BEGIN

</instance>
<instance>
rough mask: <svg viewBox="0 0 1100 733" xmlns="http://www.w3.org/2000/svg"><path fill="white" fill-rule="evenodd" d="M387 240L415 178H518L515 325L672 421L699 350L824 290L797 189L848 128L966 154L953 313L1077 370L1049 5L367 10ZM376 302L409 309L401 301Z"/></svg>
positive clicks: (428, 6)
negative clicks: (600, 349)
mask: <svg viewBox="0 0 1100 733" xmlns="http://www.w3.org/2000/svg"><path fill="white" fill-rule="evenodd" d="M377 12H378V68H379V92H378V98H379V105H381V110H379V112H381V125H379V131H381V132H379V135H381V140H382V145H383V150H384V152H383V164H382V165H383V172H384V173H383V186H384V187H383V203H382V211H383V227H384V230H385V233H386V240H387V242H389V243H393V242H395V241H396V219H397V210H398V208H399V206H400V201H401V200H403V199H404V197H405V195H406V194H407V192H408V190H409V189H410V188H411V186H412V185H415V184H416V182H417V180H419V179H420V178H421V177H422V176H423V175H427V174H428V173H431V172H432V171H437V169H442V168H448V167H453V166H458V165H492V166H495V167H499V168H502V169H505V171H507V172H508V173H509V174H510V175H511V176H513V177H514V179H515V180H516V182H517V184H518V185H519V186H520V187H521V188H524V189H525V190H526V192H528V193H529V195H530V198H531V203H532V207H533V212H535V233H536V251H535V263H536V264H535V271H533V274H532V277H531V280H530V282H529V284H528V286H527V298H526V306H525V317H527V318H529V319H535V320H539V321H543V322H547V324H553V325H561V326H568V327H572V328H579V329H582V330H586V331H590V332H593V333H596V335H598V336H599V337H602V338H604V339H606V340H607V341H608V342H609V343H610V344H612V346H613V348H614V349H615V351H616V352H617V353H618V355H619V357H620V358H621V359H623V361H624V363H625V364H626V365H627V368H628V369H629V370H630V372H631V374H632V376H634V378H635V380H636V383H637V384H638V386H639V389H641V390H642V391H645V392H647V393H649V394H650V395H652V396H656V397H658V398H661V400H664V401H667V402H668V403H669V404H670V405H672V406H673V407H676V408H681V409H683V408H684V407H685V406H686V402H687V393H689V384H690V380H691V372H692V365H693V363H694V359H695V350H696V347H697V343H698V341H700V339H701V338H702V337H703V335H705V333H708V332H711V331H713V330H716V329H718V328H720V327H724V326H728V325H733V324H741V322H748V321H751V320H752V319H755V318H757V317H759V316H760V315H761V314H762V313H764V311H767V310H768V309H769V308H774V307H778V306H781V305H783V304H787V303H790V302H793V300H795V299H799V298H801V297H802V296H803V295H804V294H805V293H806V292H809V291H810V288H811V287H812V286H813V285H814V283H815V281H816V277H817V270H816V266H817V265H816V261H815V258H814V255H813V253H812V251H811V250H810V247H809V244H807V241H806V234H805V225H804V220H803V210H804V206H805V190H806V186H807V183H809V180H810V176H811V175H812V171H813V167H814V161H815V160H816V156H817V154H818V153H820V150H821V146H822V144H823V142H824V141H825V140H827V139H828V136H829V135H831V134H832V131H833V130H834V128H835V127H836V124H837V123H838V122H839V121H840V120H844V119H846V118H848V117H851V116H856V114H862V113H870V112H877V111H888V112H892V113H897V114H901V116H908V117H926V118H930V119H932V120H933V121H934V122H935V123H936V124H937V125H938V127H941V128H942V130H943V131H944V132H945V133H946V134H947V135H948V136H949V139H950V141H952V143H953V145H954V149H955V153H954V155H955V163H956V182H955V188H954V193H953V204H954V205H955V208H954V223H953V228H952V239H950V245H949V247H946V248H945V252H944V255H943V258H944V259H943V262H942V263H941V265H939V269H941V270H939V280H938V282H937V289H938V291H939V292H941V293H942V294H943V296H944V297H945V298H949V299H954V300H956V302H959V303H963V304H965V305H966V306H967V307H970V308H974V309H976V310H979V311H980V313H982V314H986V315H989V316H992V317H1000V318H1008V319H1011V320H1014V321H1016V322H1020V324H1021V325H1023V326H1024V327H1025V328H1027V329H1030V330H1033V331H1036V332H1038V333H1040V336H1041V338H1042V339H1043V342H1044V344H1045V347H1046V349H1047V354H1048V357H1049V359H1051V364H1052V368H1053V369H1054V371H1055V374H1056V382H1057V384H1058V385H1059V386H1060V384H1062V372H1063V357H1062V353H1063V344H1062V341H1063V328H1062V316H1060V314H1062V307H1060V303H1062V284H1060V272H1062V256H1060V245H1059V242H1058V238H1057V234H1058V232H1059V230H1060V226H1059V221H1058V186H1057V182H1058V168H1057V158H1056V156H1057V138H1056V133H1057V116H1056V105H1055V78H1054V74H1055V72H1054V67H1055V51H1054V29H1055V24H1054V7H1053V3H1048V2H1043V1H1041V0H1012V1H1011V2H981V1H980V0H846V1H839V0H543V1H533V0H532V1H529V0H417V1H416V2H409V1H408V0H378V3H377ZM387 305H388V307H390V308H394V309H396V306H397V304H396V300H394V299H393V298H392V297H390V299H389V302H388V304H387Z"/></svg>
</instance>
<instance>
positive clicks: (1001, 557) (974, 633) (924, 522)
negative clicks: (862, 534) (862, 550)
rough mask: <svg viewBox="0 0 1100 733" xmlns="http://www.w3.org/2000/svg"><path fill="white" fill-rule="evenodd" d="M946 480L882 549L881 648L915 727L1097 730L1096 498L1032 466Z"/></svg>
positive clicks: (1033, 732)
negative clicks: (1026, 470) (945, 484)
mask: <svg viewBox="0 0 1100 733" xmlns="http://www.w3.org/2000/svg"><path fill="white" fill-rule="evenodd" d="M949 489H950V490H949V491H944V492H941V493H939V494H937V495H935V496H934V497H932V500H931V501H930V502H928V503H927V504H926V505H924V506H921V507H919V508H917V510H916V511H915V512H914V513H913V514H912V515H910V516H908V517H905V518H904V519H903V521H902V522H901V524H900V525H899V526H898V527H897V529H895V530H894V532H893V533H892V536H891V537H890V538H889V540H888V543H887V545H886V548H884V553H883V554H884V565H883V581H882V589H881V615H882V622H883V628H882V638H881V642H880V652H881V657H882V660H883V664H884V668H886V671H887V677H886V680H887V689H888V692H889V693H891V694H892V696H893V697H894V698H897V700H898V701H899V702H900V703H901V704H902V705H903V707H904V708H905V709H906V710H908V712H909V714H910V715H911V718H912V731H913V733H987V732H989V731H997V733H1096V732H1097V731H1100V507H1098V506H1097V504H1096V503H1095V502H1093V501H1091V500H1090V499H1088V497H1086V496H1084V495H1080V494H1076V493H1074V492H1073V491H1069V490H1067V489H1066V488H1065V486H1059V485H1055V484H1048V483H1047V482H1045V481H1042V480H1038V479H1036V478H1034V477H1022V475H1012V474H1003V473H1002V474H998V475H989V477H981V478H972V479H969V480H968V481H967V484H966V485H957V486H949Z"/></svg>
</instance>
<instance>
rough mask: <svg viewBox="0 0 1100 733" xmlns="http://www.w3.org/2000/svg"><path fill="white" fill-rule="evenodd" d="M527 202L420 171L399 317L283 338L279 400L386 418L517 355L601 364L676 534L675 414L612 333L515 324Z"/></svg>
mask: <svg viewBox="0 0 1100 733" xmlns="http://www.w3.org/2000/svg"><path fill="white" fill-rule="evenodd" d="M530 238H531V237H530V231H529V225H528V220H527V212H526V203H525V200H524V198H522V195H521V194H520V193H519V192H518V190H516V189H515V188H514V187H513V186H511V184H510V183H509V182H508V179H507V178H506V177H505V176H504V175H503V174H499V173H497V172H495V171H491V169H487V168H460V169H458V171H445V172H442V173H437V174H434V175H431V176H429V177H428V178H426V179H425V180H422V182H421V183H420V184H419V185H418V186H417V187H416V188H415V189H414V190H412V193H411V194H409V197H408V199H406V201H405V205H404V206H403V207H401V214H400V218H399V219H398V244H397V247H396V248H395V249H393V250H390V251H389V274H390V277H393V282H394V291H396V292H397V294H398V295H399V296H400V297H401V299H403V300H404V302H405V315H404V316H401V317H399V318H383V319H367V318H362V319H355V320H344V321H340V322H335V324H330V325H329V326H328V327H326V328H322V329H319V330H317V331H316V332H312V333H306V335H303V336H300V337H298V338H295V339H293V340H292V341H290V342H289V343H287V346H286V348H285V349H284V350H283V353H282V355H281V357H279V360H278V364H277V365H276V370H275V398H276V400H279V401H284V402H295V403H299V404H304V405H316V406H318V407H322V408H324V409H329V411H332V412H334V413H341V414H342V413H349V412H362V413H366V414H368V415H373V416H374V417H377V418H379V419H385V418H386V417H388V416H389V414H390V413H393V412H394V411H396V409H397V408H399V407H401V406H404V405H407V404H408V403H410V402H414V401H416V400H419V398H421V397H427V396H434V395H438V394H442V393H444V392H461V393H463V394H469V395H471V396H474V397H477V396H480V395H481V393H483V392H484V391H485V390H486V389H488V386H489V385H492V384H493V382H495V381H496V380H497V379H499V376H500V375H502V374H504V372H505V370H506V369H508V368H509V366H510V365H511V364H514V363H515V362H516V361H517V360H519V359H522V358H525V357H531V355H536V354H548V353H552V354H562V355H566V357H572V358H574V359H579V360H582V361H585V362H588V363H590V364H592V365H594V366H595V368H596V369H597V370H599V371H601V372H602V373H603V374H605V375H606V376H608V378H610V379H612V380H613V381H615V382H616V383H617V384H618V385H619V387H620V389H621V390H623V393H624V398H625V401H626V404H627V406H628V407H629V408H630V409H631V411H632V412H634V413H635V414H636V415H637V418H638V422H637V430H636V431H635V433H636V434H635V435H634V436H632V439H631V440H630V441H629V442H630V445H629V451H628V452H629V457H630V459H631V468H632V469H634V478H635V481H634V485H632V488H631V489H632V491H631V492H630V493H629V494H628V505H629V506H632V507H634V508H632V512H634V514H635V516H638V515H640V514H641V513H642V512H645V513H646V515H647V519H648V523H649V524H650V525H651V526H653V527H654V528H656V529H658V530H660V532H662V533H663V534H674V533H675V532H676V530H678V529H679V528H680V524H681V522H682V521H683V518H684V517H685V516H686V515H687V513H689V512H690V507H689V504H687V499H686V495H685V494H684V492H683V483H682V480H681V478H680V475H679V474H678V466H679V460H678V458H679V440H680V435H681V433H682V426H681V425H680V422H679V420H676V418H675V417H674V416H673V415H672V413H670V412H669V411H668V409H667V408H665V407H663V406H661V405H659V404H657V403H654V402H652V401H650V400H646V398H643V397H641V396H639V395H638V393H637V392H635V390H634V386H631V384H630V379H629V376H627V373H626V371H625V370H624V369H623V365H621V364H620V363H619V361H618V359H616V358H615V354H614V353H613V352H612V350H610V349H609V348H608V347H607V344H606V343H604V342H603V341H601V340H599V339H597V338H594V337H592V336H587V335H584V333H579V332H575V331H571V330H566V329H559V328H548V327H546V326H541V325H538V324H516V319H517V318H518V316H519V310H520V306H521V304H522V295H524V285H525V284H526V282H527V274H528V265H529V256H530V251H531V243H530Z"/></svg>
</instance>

END

▶ _Work required_:
Given the records above, restate word for word only the lines starting at the one with "240L415 178H518L515 325L672" and ending at the one with "positive clicks: (428, 6)".

▶ _Task response_:
rough mask: <svg viewBox="0 0 1100 733" xmlns="http://www.w3.org/2000/svg"><path fill="white" fill-rule="evenodd" d="M387 240L415 178H518L515 325L672 421L699 350L824 290L797 189L848 128L966 154L953 313L1077 370L1049 5L367 10ZM376 302L409 309L401 301Z"/></svg>
positive clicks: (428, 6)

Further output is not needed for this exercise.